**EXERCISE INPUT**
--*--
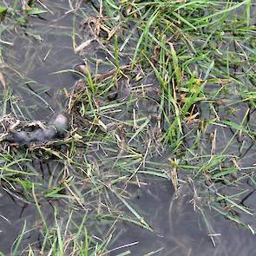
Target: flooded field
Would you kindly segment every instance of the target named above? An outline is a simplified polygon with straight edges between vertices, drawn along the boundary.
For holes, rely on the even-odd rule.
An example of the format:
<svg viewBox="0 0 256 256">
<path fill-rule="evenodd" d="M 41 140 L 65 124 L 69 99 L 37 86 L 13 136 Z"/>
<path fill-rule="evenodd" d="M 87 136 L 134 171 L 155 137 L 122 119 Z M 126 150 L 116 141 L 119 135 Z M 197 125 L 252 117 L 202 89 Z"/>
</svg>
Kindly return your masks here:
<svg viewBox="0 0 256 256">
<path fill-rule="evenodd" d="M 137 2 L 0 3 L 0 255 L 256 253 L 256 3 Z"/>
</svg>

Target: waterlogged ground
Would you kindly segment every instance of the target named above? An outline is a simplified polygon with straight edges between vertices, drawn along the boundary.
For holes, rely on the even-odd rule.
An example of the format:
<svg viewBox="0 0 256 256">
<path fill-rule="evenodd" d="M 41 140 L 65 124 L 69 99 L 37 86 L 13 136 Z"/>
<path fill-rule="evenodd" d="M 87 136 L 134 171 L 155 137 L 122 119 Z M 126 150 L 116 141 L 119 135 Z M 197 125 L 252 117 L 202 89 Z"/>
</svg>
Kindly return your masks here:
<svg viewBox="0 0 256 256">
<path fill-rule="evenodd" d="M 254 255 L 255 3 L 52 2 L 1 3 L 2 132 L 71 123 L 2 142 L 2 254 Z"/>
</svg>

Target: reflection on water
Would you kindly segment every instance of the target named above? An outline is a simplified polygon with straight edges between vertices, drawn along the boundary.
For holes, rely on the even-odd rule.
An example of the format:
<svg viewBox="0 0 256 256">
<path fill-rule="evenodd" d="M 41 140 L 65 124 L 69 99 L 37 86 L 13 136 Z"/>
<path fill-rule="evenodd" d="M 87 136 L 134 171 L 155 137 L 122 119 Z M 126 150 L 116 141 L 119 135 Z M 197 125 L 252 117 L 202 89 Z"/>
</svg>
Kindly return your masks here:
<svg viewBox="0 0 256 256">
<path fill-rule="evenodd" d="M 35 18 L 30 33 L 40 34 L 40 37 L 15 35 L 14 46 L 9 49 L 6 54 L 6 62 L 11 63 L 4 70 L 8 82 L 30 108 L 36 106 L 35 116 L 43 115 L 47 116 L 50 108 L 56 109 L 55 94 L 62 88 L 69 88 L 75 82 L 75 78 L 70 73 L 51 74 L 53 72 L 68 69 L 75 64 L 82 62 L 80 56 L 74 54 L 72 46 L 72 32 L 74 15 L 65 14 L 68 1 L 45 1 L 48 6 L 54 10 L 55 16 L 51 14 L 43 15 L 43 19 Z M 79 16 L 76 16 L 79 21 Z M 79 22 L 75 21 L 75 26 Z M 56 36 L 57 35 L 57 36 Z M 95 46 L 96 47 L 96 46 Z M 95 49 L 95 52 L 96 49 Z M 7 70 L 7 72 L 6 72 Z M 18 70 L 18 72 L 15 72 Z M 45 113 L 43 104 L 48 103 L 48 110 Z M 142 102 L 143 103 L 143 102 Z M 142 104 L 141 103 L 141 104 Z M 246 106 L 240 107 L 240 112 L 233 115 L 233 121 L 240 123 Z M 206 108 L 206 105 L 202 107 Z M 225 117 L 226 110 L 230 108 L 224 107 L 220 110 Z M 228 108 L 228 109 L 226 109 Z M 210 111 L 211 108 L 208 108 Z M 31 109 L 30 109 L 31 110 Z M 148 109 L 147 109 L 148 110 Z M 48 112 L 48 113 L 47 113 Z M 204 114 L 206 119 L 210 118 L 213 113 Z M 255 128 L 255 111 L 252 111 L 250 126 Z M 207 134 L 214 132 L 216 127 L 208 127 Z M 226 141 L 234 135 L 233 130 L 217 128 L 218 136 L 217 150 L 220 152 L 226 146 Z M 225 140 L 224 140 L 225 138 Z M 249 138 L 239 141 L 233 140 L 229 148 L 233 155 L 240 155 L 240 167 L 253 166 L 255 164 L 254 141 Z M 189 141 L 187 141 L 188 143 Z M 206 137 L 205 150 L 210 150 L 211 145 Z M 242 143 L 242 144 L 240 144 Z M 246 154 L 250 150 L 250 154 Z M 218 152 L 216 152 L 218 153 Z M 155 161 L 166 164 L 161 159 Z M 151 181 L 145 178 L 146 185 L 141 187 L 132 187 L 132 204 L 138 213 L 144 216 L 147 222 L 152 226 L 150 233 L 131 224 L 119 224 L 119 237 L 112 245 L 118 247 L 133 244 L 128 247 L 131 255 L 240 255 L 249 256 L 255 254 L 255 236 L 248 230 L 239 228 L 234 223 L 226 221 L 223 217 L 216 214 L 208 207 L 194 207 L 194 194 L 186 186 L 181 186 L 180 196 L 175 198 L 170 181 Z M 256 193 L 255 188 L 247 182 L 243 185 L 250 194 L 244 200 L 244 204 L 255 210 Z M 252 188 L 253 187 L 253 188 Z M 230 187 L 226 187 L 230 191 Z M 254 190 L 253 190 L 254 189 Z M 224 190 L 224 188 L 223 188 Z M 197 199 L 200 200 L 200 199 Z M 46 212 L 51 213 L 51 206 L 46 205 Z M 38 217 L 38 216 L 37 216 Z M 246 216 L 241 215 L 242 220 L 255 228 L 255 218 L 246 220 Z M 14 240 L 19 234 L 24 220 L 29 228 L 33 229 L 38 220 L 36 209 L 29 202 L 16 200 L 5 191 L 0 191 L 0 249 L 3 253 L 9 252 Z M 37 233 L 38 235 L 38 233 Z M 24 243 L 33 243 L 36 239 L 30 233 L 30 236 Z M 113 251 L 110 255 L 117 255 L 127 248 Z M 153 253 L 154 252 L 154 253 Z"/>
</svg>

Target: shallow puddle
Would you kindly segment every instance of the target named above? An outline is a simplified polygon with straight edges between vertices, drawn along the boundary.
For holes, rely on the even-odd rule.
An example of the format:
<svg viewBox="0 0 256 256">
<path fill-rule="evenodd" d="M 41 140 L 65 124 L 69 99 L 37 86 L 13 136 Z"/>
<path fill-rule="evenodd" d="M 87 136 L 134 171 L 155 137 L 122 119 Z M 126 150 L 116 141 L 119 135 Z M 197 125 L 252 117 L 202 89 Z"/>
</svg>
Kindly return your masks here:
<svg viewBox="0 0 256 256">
--*--
**TASK TO COMPLETE**
Reproduce the listing from the line containing "Target: shallow puddle" through the end of the listing, both ends included, with the requests unchanged. Multiply every number in the answers, including viewBox dimensions and outline coordinates, by 1.1, rounding each result to a whole number with halves rounded up.

**COMPLETE ANSWER**
Target: shallow puddle
Would you kindly segment every instance of the target named above? An outline is a simplified polygon with straight edges between vertices, drawn along the boundary.
For holes, rely on the even-odd rule.
An example of the format:
<svg viewBox="0 0 256 256">
<path fill-rule="evenodd" d="M 41 140 L 65 124 L 69 99 L 37 86 L 13 136 Z"/>
<path fill-rule="evenodd" d="M 87 136 L 134 171 L 155 137 L 122 119 Z M 126 150 L 116 141 L 119 135 Z M 197 125 L 252 117 L 202 89 Z"/>
</svg>
Kindly return your masks here:
<svg viewBox="0 0 282 282">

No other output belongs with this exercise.